───── SUPPLIED DATA ─────
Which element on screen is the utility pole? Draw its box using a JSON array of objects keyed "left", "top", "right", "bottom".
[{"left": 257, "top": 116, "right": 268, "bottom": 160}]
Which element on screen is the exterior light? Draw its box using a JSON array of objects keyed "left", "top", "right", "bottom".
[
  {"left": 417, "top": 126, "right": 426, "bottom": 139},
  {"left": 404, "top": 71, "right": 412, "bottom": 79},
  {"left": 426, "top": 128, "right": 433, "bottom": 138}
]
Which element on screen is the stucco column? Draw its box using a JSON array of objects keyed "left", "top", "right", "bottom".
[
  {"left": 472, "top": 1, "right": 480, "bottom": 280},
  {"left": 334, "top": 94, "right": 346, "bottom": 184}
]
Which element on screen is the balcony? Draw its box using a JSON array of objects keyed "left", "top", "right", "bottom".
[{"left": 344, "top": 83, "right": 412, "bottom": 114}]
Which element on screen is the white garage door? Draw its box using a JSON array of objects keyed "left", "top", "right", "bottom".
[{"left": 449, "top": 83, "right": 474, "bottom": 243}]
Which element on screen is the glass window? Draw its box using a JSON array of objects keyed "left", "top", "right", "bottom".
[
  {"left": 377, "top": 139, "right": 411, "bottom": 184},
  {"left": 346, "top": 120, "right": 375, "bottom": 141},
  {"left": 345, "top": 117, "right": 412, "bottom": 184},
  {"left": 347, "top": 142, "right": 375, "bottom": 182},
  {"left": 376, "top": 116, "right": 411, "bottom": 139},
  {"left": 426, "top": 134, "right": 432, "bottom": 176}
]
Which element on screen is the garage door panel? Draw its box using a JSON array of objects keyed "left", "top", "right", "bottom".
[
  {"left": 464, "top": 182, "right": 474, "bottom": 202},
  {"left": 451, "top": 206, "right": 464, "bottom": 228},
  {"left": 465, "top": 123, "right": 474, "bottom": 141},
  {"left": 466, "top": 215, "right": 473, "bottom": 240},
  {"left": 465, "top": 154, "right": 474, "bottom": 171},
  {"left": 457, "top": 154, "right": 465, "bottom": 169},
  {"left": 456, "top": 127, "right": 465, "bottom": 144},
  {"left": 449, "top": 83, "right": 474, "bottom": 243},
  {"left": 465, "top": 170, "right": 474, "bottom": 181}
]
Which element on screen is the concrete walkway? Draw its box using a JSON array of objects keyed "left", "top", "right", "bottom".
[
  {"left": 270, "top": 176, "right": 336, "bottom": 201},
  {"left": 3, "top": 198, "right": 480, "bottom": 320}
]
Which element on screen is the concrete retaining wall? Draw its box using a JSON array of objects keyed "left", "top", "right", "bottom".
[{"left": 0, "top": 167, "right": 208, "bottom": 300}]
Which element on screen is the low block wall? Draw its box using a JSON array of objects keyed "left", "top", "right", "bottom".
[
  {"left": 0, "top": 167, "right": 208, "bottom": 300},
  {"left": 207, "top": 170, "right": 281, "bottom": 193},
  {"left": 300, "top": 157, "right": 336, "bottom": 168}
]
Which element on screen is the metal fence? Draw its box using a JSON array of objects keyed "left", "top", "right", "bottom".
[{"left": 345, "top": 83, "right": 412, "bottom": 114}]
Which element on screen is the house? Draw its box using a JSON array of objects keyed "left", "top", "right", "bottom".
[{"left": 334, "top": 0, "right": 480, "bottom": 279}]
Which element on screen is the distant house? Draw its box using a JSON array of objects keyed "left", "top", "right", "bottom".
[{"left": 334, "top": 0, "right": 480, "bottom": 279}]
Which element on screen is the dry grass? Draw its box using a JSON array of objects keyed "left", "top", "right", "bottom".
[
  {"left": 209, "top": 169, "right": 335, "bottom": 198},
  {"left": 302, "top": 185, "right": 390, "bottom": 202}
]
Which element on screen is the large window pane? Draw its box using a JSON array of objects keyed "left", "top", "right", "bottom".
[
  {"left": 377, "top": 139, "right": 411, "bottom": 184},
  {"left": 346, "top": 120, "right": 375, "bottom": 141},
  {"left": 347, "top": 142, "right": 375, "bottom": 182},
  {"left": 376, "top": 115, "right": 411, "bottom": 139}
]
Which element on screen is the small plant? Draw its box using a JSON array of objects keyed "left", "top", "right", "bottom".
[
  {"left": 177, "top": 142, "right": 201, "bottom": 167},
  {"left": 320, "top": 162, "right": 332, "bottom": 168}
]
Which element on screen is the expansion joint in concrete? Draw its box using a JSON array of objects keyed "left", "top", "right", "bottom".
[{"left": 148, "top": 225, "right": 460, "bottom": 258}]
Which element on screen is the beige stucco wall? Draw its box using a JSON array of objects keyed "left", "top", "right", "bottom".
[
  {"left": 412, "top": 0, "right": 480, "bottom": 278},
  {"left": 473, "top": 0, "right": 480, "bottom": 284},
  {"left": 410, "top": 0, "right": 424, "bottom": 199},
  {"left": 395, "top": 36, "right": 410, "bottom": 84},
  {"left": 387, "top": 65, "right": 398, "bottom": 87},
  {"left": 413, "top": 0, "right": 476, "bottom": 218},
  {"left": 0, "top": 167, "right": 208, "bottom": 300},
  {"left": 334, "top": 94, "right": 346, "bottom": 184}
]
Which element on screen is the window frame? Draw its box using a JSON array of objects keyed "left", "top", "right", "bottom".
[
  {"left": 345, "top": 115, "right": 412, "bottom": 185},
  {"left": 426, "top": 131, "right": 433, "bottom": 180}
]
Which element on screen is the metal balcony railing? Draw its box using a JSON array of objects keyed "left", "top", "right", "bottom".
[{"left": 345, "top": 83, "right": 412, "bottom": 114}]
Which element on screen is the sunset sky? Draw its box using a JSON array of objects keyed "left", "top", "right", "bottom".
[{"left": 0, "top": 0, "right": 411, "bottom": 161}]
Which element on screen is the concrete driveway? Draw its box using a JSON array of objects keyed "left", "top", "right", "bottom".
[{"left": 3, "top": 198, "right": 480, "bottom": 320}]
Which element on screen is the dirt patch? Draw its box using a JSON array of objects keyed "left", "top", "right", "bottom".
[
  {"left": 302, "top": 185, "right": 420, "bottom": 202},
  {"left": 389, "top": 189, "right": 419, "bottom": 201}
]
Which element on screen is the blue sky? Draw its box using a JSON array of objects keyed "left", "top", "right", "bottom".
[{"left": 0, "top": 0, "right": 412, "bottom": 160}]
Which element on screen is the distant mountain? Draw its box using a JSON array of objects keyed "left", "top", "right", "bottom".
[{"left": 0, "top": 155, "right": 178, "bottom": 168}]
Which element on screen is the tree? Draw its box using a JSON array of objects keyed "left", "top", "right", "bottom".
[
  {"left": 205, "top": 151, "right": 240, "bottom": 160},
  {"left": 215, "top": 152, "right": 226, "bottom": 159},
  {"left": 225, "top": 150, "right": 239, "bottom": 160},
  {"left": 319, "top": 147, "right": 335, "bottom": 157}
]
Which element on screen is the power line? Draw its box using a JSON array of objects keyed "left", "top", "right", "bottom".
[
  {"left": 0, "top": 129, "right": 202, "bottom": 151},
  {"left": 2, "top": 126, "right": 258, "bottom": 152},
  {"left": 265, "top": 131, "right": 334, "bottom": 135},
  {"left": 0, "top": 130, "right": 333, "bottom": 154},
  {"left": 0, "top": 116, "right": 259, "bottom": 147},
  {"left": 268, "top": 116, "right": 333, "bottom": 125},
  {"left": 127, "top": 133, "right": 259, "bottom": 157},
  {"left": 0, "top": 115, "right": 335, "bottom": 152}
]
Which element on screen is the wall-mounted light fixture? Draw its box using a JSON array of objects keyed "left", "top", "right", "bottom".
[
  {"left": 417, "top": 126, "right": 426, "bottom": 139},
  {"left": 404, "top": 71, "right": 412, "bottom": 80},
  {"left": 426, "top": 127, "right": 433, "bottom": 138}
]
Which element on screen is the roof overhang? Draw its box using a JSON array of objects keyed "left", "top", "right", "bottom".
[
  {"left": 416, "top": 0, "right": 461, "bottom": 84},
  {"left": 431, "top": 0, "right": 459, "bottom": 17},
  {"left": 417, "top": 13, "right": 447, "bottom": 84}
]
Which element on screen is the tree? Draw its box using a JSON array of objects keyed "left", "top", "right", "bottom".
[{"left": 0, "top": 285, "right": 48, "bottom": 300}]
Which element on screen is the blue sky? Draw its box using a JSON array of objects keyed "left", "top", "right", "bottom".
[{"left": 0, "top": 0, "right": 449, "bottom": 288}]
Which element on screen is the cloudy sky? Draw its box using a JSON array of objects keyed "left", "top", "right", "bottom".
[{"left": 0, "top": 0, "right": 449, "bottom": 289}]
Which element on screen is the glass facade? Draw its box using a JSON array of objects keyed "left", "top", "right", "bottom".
─────
> **WHAT YOU ARE ASKED TO DO**
The answer should consist only of the lines from the one containing "Which element on screen is the cloudy" through the last line of the data, given again exactly.

> **ANSWER SECTION**
Which element on screen is the cloudy sky? Draw its box using a JSON array of objects keyed "left", "top", "right", "bottom".
[{"left": 0, "top": 0, "right": 449, "bottom": 289}]
Which element on screen is the glass facade? Draw its box using a JSON array of objects keyed "left", "top", "right", "bottom".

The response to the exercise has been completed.